> [Stated problem a]: Reproduce the stretch of the Ishura review from "ishura-nd3.png" through "the first episode?", word for word.

How would you rate episode 1 of
Ishura ?
Community score: 3.3



What is this?

ishura-nd3.png

In a world where the Demon King has died, a host of demigods capable of felling him have inherited the world. A master fencer who can figure out how to take out their opponents with a single glance; a lancer so swift they can break the sound barrier; a wyvern rogue who fights with three legendary weapons at once; an all-powerful wizard who can speak thoughts into being; an angelic assassin who deals instant death. Eager to attain the title of "True Hero," these champions each pursue challenges against formidable foes and spark conflicts among themselves. The battle to determine the mightiest of the mighty begins.

Ishura is based on a light novel series of the same name by Keiso and Kureta. The anime series is streaming on Hulu and Disney+ on Wednesdays.


How was the first episode?

ishura
Richard Eisenbeis
Rating:

In the most general sense, this episode is the story of the first meeting between the isekai'd hero and the fantasy world heroine. The twist, however, is in the details.

Our hero, Soujiro, is insanely one-note. He's a flat out battle maniac who thinks only about the next fight—and doing the bare minimum to get him there. As he stands, he's a rather boring character—which is where Yuno comes in.

Yuno is realistically complex. Amidst the chaos of everything and everyone she's ever known being reduced to rubble, Yuno is being bombarded by her own guilt. She stood by in shock while her best friend was graphically torn limb from limb. Finding out that her magic could have potentially stopped the attacking robot and saved her friend only makes things worse for her fragile mental state.

To survive—to keep her sanity—her mind latches on to the idea that the robot attack must have been related to Soujiro and his arrival. That way, it's not her people's fault for wandering into a “dungeon” they didn't fully understand but his for simply existing. Without his involvement, the whole situation—and thus her guilt—surrounding her friend's death becomes moot. The ultimate blame lies with Soujiro.

However, even in her crazed state, she can tell she has no hope of killing Soujiro—no direct way of getting revenge on him. However, there is the indirect route. If he's a battle maniac, she'll guide him to where the strongest people in the world are—people who can certainly kill him. It's a great setup for the show—and I can't wait to see if she can maintain her resolve as she travels with him and gets to know him.


ishura-nd1.png
Nicholas Dupree
Rating:

I'll give Ishura this much: it has some cool ideas. Across this premiere, it utilizes several potentially interesting story concepts and framing devices that could make for a good time in a well-structured introduction with a competent production. Unfortunately, this show is written like a hastily scrawled first draft with animation that already has one foot in the grave. Still, I can imagine a version of this premiere that was really good, which isn't something I can say for most isekai fare.

> [Dataset entries]:
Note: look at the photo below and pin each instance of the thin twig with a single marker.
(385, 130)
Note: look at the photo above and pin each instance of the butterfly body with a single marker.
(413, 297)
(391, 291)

> [Stated problem b]: Write out all of the dataset rows above, character for character.

> [Task answer a]:
ishura-nd3.png

In a world where the Demon King has died, a host of demigods capable of felling him have inherited the world. A master fencer who can figure out how to take out their opponents with a single glance; a lancer so swift they can break the sound barrier; a wyvern rogue who fights with three legendary weapons at once; an all-powerful wizard who can speak thoughts into being; an angelic assassin who deals instant death. Eager to attain the title of "True Hero," these champions each pursue challenges against formidable foes and spark conflicts among themselves. The battle to determine the mightiest of the mighty begins.

Ishura is based on a light novel series of the same name by Keiso and Kureta. The anime series is streaming on Hulu and Disney+ on Wednesdays.


How was the first episode?

> [Task answer b]:
Note: look at the photo below and pin each instance of the thin twig with a single marker.
(385, 130)
Note: look at the photo above and pin each instance of the butterfly body with a single marker.
(413, 297)
(391, 291)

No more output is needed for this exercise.